TASKS TO CARRY OUT:
(1) Repeat everything in the book review from "The Golden Droplet tells" down to "remote desert community.".
(2) Answer these questions from the book review:
(a) In what year was the novel under review published?
(b) At which two institutions did Michel Tournier study philosophy?
(c) Where does Idris live?
(3) Write the next part of the book review, picking up after its final sentence.

One of the side effects of being a voracious reader involves hunting down earlier works by authors we love and admire. It took some effort to find this 1988 novel, but it proved to be a worthwhile endeavor.
Michel Tournier was born in Paris, and he studied philosophy at the Sorbonne and at the University of Tübingen. He wished to teach but failed to pass the French civil service exam. He joined Radio France as a journalist and translator and hosted The French Cultural Hour. In 1954 he began to write for Le Monde and Le Figaro. From 1958 to 1968, he was the chief editor of Plon, a French publishing house. In 1967 he published his first novel, which was awarded the Grand Prix du roman de l'Académie française. The Ogre, his second novel, was my introduction to Tournier. A friend, who also admires Tournier, told me The Golden Droplet surpassed Ogre for sheer power of the prose, comic touches, and a level of profound insight. The hunt was on. Thanks to on-line book searches, I found a copy.
The Golden Droplet tells the story of Idris, a Berber sheep herder who lives at the Tabelbala Oasis in Algeria. One day, a blond woman stops and asks to take his picture. She promises to send it to him when she gets home to Paris, France. The village only had one photo at the time – that of a hero of the French Army in World War II. Idris saw this photo as an opportunity to raise his status in the remote desert community.

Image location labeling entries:
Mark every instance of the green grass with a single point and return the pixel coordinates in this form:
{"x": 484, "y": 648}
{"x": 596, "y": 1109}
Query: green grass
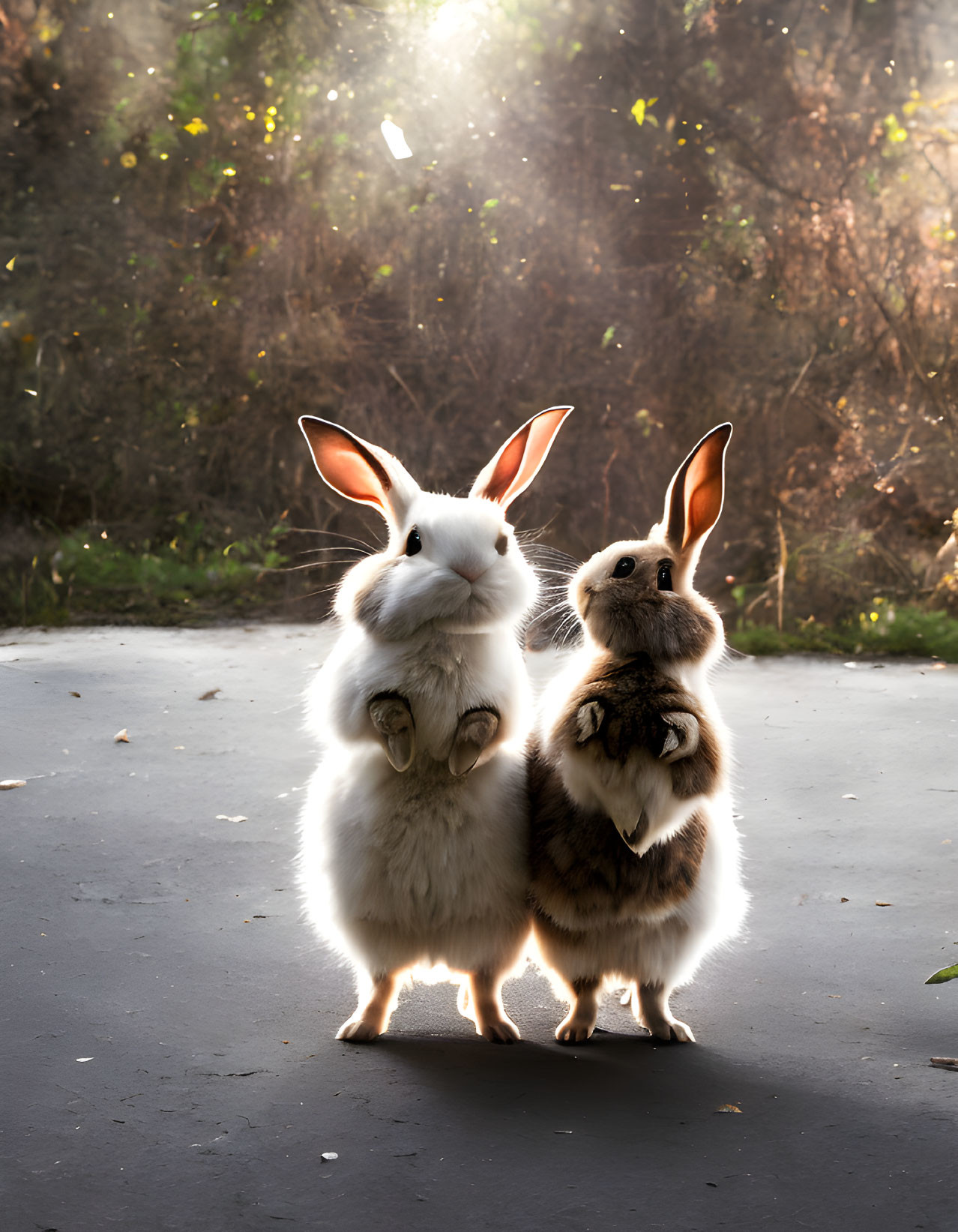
{"x": 186, "y": 580}
{"x": 885, "y": 630}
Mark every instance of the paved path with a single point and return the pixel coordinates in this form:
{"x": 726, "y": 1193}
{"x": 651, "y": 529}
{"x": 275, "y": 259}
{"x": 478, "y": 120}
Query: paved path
{"x": 166, "y": 1021}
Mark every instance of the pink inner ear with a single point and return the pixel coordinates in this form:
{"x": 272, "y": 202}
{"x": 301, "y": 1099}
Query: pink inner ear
{"x": 346, "y": 465}
{"x": 507, "y": 466}
{"x": 522, "y": 456}
{"x": 703, "y": 490}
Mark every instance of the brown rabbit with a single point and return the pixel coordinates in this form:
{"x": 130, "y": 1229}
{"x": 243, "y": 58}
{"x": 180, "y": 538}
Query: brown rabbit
{"x": 634, "y": 853}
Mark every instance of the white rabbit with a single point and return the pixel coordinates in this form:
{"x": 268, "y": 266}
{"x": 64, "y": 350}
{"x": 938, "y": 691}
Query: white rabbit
{"x": 414, "y": 833}
{"x": 634, "y": 854}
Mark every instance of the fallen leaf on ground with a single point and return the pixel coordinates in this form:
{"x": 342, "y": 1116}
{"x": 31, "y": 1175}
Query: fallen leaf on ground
{"x": 944, "y": 976}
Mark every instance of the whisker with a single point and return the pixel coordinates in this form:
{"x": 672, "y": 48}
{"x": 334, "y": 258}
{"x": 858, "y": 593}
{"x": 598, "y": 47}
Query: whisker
{"x": 351, "y": 538}
{"x": 313, "y": 565}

RESULTS FOR EACH TASK:
(1)
The Golden Droplet tells the story of Idris, a Berber sheep herder who lives at the Tabelbala Oasis in Algeria. One day, a blond woman stops and asks to take his picture. She promises to send it to him when she gets home to Paris, France. The village only had one photo at the time – that of a hero of the French Army in World War II. Idris saw this photo as an opportunity to raise his status in the remote desert community.

(2)
(a) 1988
(b) The Sorbonne and the University of Tübingen
(c) At the Tabelbala Oasis in Algeria

(3)
Months passed, but no photo arrived. Faced with marrying a woman he did not love, Idris sets out on a picaresque journey to find the blond woman and retrieve his photo. Idris starts out walking, then after a series of hitchhiking adventures, finds himself in La Goutte D’or [The Golden Droplet], which is the name of the Arab slums inhabited by immigrants from North Africa.
Tournier has embedded subtle humor in his prose. For example, Tournier writes, “Idris remembered the glass-fronted cabinets of the museum in Beni-Abbès; they were shop windows in miniature, But … a shop window worthy of the name is sealed off by a partition. It forms a closed area, at the same time totally exposed to the gaze and inaccessible to the hands, impenetrable and yet without secrets, a world you may only touch with your eyes but which is nevertheless real, in a way illusory like the world of photography or television. A fragile, provocative safe, a shop window is just asking to be broken into” (144).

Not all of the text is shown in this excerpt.